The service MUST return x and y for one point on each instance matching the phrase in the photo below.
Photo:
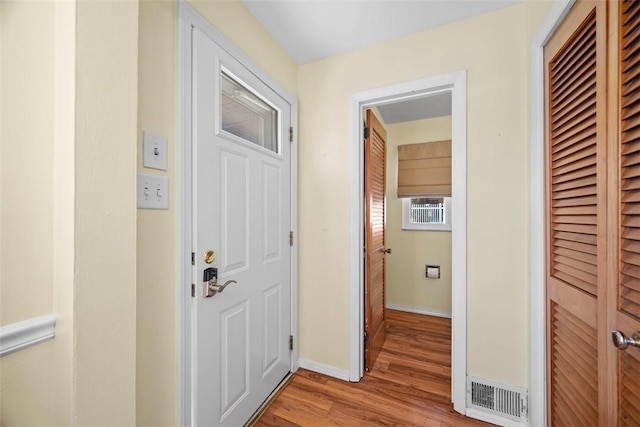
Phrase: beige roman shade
(424, 169)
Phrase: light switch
(432, 271)
(154, 149)
(153, 192)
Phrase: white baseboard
(418, 311)
(324, 369)
(17, 336)
(493, 419)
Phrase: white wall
(69, 100)
(406, 285)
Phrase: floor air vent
(499, 399)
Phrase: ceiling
(426, 107)
(311, 30)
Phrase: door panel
(235, 221)
(272, 201)
(375, 176)
(576, 172)
(242, 212)
(594, 273)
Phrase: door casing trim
(187, 19)
(537, 206)
(456, 83)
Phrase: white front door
(242, 201)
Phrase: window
(247, 116)
(426, 213)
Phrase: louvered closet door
(575, 61)
(628, 314)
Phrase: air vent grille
(496, 398)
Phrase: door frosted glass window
(247, 116)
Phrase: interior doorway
(455, 85)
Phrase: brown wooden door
(575, 59)
(374, 190)
(593, 221)
(625, 18)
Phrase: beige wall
(406, 285)
(27, 148)
(69, 99)
(494, 48)
(105, 214)
(26, 221)
(156, 376)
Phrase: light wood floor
(408, 386)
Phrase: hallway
(410, 384)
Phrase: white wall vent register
(503, 400)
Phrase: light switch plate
(154, 149)
(153, 192)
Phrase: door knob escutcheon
(622, 342)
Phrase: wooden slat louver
(629, 292)
(572, 151)
(574, 367)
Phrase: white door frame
(456, 83)
(537, 264)
(187, 19)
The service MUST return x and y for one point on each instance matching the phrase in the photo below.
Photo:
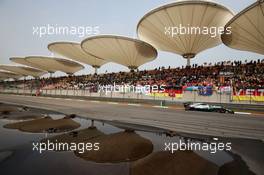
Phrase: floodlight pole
(188, 61)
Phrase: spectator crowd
(249, 74)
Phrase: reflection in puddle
(46, 124)
(185, 162)
(119, 147)
(124, 149)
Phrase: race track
(178, 120)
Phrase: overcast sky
(17, 18)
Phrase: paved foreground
(213, 124)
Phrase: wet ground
(17, 156)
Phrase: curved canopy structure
(6, 74)
(22, 70)
(50, 64)
(184, 27)
(74, 51)
(122, 50)
(247, 29)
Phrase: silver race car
(189, 106)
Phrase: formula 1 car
(189, 106)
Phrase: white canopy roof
(22, 70)
(123, 50)
(7, 74)
(247, 29)
(74, 51)
(50, 64)
(154, 26)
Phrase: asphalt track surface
(174, 119)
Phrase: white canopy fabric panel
(50, 64)
(247, 29)
(200, 14)
(74, 51)
(122, 50)
(22, 70)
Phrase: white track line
(133, 104)
(93, 101)
(164, 107)
(113, 103)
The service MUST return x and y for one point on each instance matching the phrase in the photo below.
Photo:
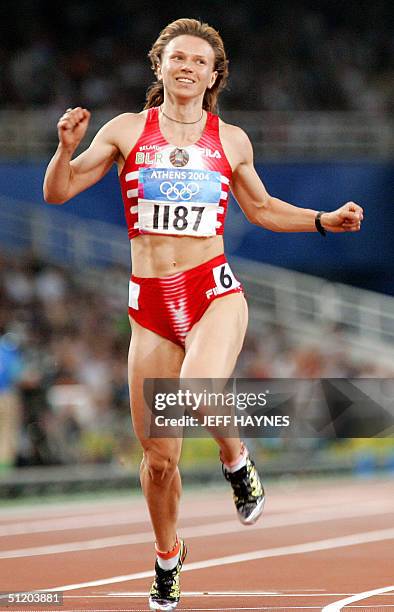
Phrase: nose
(186, 66)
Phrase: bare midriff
(155, 256)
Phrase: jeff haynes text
(226, 420)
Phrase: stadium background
(313, 85)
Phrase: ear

***

• _ASSIGNMENT_:
Could you repeat every record exactly as written, with the pictures left out?

• _SOLUTION_:
The service MUST return x and y for one point on each instance matching the phrase in the photo below.
Photo:
Phrase: beige roman shade
(424, 169)
Phrase: light switch
(432, 271)
(154, 149)
(153, 192)
Phrase: white baseboard
(418, 311)
(324, 369)
(17, 336)
(493, 419)
Phrase: white wall
(69, 100)
(406, 285)
Phrase: floor air vent
(499, 399)
Phrase: ceiling
(426, 107)
(311, 30)
Phrase: door panel
(235, 221)
(272, 201)
(375, 176)
(576, 172)
(242, 212)
(594, 273)
Phrase: door casing trim
(187, 19)
(537, 206)
(456, 83)
Phrase: white front door
(242, 201)
Phrase: window
(247, 116)
(426, 213)
Phrase: louvered closet door
(575, 61)
(628, 314)
Phrase: air vent grille
(496, 398)
Phrase: door frosted glass window
(247, 116)
Phrase: interior doorway
(455, 85)
Phrase: brown wooden door
(575, 59)
(374, 190)
(593, 221)
(625, 18)
Phrase: beige wall
(406, 285)
(27, 148)
(69, 99)
(494, 48)
(105, 214)
(26, 221)
(156, 376)
Phrase: light wood floor
(408, 386)
Phrase: hallway
(410, 384)
Phrase: white wall vent register
(503, 400)
Phrase: light switch plate
(154, 149)
(153, 192)
Phrase: door knob escutcheon
(622, 342)
Phrase: wooden slat louver
(629, 292)
(572, 151)
(574, 367)
Phrase: white door frame
(456, 83)
(537, 264)
(187, 19)
The service MUST return x and y for one point on each instance matching the phrase in the photo below.
Photo:
Phrase: floodlight pole
(188, 61)
Phrase: spectator crowd
(249, 74)
Phrase: reflection in puddle
(46, 124)
(185, 162)
(119, 147)
(124, 149)
Phrase: race track
(178, 120)
Phrase: overcast sky
(17, 18)
Phrase: paved foreground
(213, 124)
Phrase: wet ground
(17, 156)
Phrase: curved canopy structure
(6, 74)
(22, 70)
(50, 64)
(184, 27)
(74, 51)
(122, 50)
(247, 29)
Phrase: silver race car
(189, 106)
Phrase: formula 1 car
(189, 106)
Phrase: white canopy roof
(22, 70)
(123, 50)
(7, 74)
(247, 29)
(74, 51)
(50, 64)
(154, 26)
Phrase: asphalt track surface
(174, 119)
Phrase: white canopy fabric panel
(50, 64)
(247, 29)
(200, 14)
(74, 51)
(122, 50)
(22, 70)
Phrase: white track line
(133, 104)
(93, 101)
(164, 107)
(113, 103)
The service MUST return x and y for one point on each instance matching the phrase in the photo below.
Photo:
Phrase: nose
(186, 66)
Phrase: bare midriff
(155, 256)
Phrase: jeff haynes text
(226, 420)
Phrase: stadium background
(313, 85)
Phrase: ear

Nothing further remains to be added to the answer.